▶ Task details: Would you transcribe the records below from the line with "indicate the white railing, a" to the line with "indicate the cooked", ends included, exactly and with nothing more, leaving the pictures out?

Natural-language object grounding data
◇ ◇ ◇ ◇

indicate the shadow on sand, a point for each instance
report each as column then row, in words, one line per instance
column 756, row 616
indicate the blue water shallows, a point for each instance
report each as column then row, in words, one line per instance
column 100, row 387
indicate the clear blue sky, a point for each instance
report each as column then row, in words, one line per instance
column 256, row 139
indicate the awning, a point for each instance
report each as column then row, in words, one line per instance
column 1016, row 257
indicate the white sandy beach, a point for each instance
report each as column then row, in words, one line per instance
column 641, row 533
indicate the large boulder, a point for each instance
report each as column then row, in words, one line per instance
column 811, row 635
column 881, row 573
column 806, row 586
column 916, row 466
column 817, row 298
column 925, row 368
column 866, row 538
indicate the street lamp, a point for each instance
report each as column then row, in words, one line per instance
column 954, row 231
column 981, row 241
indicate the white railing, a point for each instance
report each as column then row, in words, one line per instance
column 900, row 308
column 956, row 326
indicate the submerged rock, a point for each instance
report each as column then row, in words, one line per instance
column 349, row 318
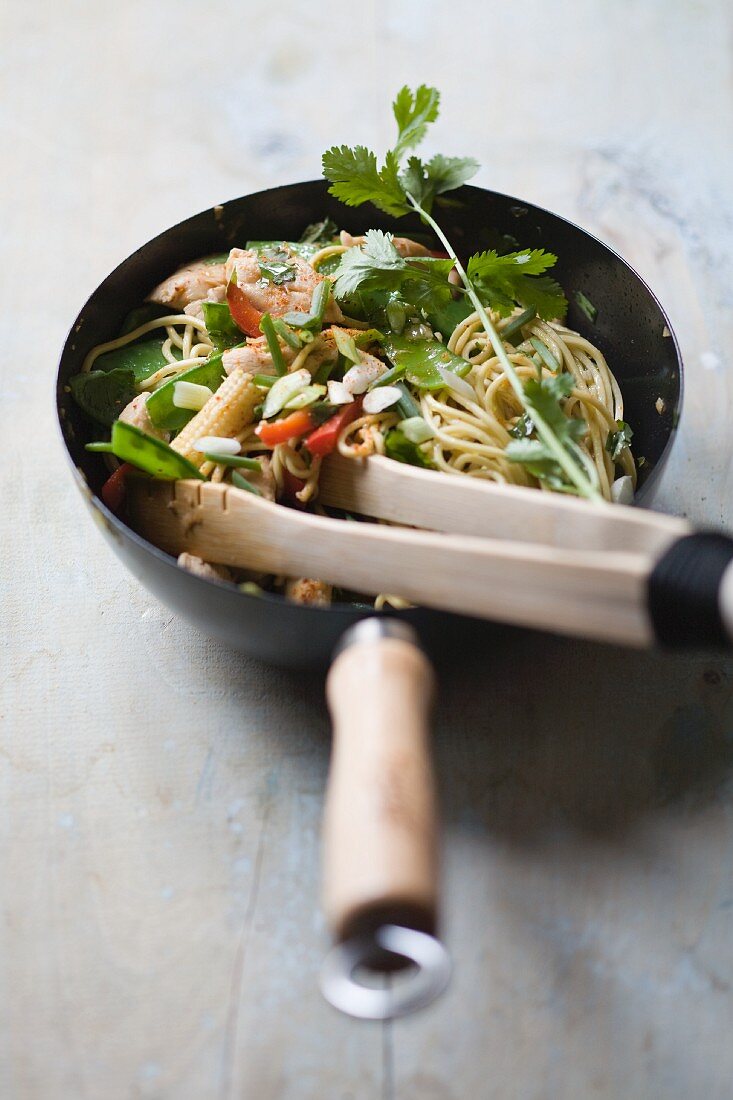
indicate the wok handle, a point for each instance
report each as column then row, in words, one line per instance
column 690, row 592
column 380, row 844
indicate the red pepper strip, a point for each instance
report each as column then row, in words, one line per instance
column 323, row 440
column 244, row 314
column 112, row 491
column 280, row 431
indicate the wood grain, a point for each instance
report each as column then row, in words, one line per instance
column 160, row 796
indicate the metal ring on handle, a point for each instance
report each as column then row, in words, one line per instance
column 340, row 988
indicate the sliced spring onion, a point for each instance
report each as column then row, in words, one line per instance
column 545, row 354
column 217, row 444
column 267, row 329
column 242, row 483
column 189, row 395
column 346, row 345
column 283, row 391
column 233, row 460
column 517, row 322
column 458, row 385
column 319, row 300
column 338, row 394
column 416, row 429
column 376, row 400
column 306, row 396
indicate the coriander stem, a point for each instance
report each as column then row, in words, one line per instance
column 565, row 460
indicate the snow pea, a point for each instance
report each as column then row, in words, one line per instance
column 142, row 358
column 104, row 394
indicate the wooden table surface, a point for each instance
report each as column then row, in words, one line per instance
column 160, row 795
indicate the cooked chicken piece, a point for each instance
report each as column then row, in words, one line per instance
column 196, row 308
column 304, row 590
column 188, row 284
column 294, row 296
column 200, row 568
column 254, row 358
column 403, row 244
column 264, row 481
column 137, row 414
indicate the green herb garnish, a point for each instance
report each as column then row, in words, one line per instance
column 223, row 332
column 276, row 266
column 619, row 439
column 242, row 483
column 267, row 329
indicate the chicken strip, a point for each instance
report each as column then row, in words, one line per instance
column 188, row 284
column 292, row 296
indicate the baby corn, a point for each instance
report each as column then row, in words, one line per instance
column 225, row 415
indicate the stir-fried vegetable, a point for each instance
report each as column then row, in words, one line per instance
column 161, row 407
column 418, row 361
column 243, row 312
column 223, row 331
column 145, row 452
column 324, row 439
column 104, row 394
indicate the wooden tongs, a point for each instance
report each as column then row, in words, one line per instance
column 511, row 554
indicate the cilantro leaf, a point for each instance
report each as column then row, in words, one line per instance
column 356, row 178
column 439, row 175
column 619, row 440
column 544, row 396
column 413, row 112
column 516, row 277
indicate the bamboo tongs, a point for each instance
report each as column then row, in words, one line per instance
column 597, row 571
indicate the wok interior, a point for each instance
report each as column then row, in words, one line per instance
column 631, row 327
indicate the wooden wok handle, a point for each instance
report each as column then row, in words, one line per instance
column 380, row 847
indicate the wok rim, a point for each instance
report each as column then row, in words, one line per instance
column 121, row 528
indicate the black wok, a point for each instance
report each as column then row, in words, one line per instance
column 631, row 328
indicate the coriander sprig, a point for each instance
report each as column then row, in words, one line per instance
column 499, row 281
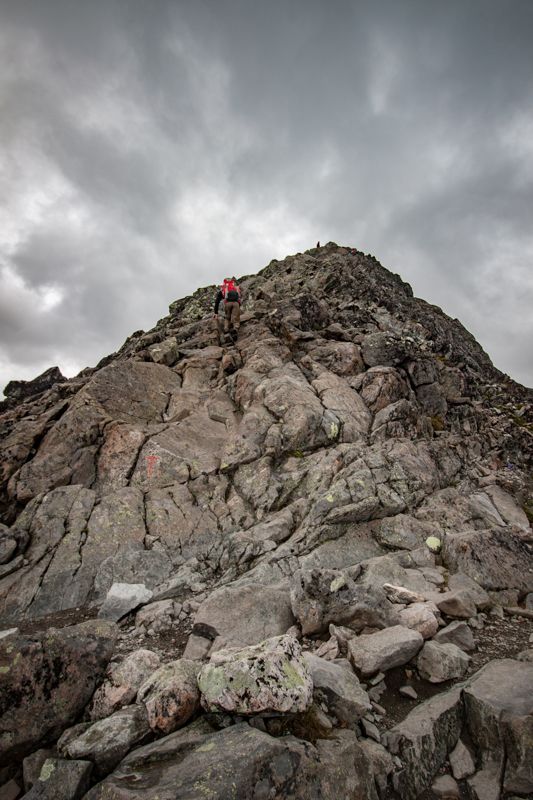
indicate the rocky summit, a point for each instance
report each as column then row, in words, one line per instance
column 294, row 565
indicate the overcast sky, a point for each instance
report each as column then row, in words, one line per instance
column 148, row 148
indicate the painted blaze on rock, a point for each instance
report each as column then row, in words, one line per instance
column 266, row 678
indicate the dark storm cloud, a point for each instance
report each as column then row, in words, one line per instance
column 150, row 147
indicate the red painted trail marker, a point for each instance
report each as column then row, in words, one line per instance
column 151, row 463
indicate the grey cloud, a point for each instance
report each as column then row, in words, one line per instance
column 152, row 147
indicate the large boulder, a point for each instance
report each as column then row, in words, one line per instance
column 423, row 740
column 171, row 695
column 46, row 680
column 122, row 682
column 499, row 704
column 266, row 678
column 107, row 741
column 441, row 662
column 235, row 616
column 339, row 688
column 240, row 762
column 323, row 596
column 60, row 779
column 384, row 650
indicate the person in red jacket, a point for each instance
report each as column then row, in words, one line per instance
column 230, row 294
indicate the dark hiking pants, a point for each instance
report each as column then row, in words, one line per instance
column 232, row 311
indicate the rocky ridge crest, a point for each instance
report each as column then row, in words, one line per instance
column 354, row 471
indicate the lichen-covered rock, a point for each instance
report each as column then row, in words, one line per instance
column 107, row 741
column 240, row 762
column 265, row 678
column 170, row 695
column 321, row 596
column 60, row 779
column 46, row 680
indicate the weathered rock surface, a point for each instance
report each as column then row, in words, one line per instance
column 322, row 597
column 265, row 678
column 339, row 688
column 499, row 705
column 457, row 633
column 423, row 740
column 61, row 780
column 171, row 695
column 122, row 682
column 351, row 460
column 384, row 650
column 236, row 616
column 441, row 662
column 240, row 762
column 123, row 598
column 46, row 680
column 107, row 741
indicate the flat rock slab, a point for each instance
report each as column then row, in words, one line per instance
column 424, row 739
column 265, row 678
column 243, row 615
column 384, row 650
column 240, row 762
column 123, row 598
column 441, row 662
column 61, row 780
column 46, row 680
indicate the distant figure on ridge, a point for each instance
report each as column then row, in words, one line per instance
column 230, row 293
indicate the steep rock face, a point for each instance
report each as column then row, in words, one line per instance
column 350, row 419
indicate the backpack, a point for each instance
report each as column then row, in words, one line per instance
column 230, row 292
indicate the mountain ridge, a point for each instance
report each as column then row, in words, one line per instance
column 351, row 478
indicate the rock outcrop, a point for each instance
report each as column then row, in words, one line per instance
column 284, row 529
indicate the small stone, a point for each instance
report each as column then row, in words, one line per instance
column 371, row 730
column 461, row 762
column 123, row 598
column 485, row 784
column 434, row 544
column 441, row 662
column 10, row 791
column 457, row 633
column 445, row 787
column 31, row 767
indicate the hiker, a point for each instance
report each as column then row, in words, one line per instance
column 230, row 293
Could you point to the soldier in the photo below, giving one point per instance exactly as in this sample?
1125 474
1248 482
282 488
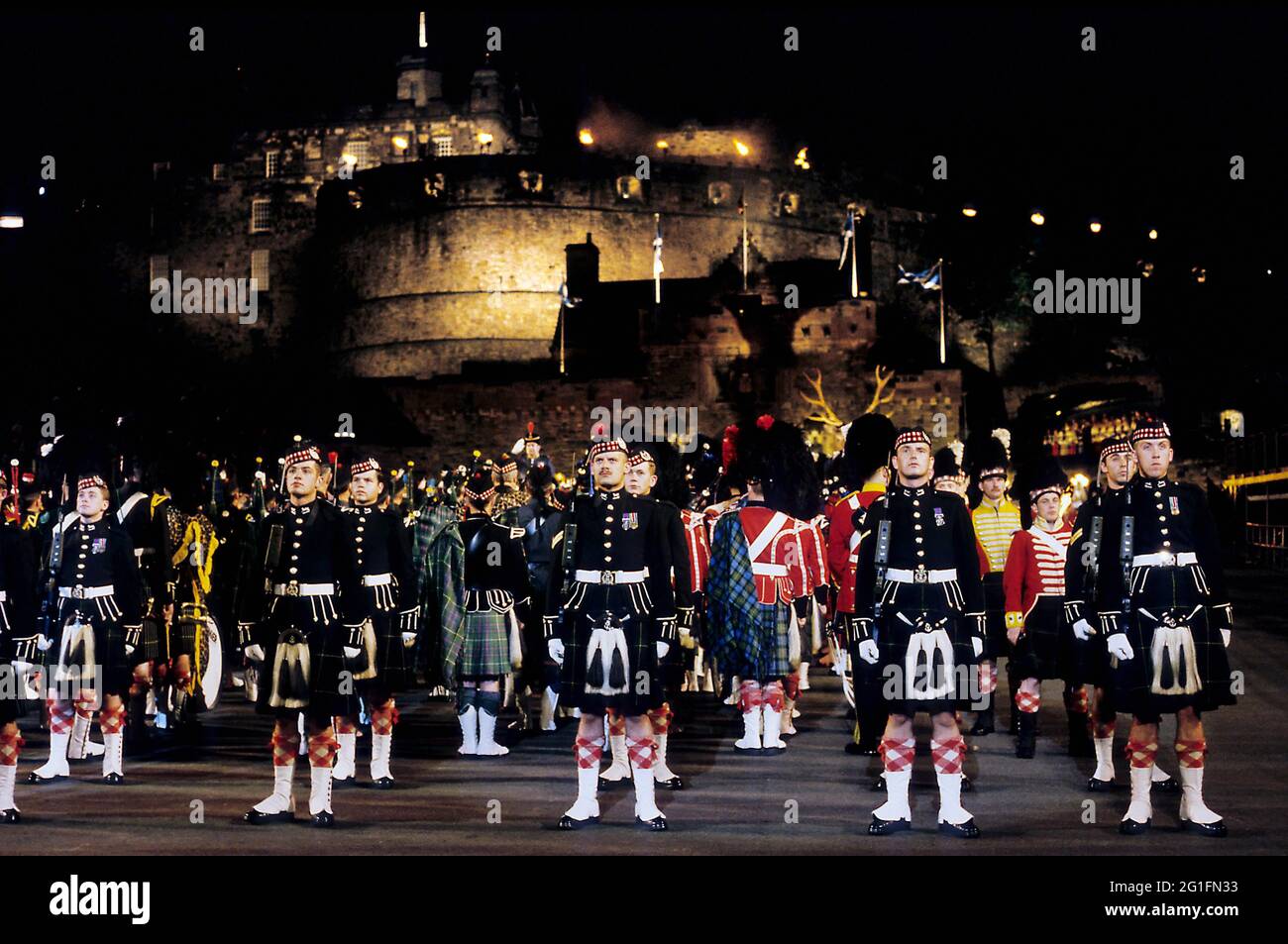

◇ ◇ ◇ ◇

▶ Task solution:
indicate the white railing, a point for each instance
report each as column then row, in words, one line per instance
column 900, row 308
column 956, row 326
indicate the submerged rock, a point for each instance
report each as column then row, in words, one line per instance
column 349, row 318
indicate the wok handle, a point for each instance
report each as column then row, in words, one line per instance
column 690, row 592
column 380, row 844
indicate the red pepper strip, a point for each instance
report each as column then row, in words, one line per instance
column 323, row 440
column 244, row 314
column 112, row 491
column 280, row 431
indicate the wood grain, a point for each instance
report each as column then row, in words, one line per instance
column 160, row 796
indicate the metal ring on handle, a point for each instance
report each as column then row, in words, one line per instance
column 340, row 988
indicate the sliced spring onion, a point for each instance
report each as column then row, in words, one line per instance
column 545, row 354
column 217, row 444
column 267, row 329
column 242, row 483
column 189, row 395
column 346, row 345
column 283, row 391
column 233, row 460
column 517, row 322
column 458, row 385
column 319, row 300
column 338, row 394
column 416, row 429
column 376, row 400
column 306, row 396
indicate the coriander stem, a point for each instance
report each as column then row, in words, one line per instance
column 565, row 460
indicate the snow pea, a point for each instance
report each as column then row, in words, one line per instance
column 142, row 358
column 104, row 394
indicate the wooden table surface, a point for each instance
report each as column then row, in words, one line per instance
column 160, row 795
indicate the cooked chicken piece, a point for each instance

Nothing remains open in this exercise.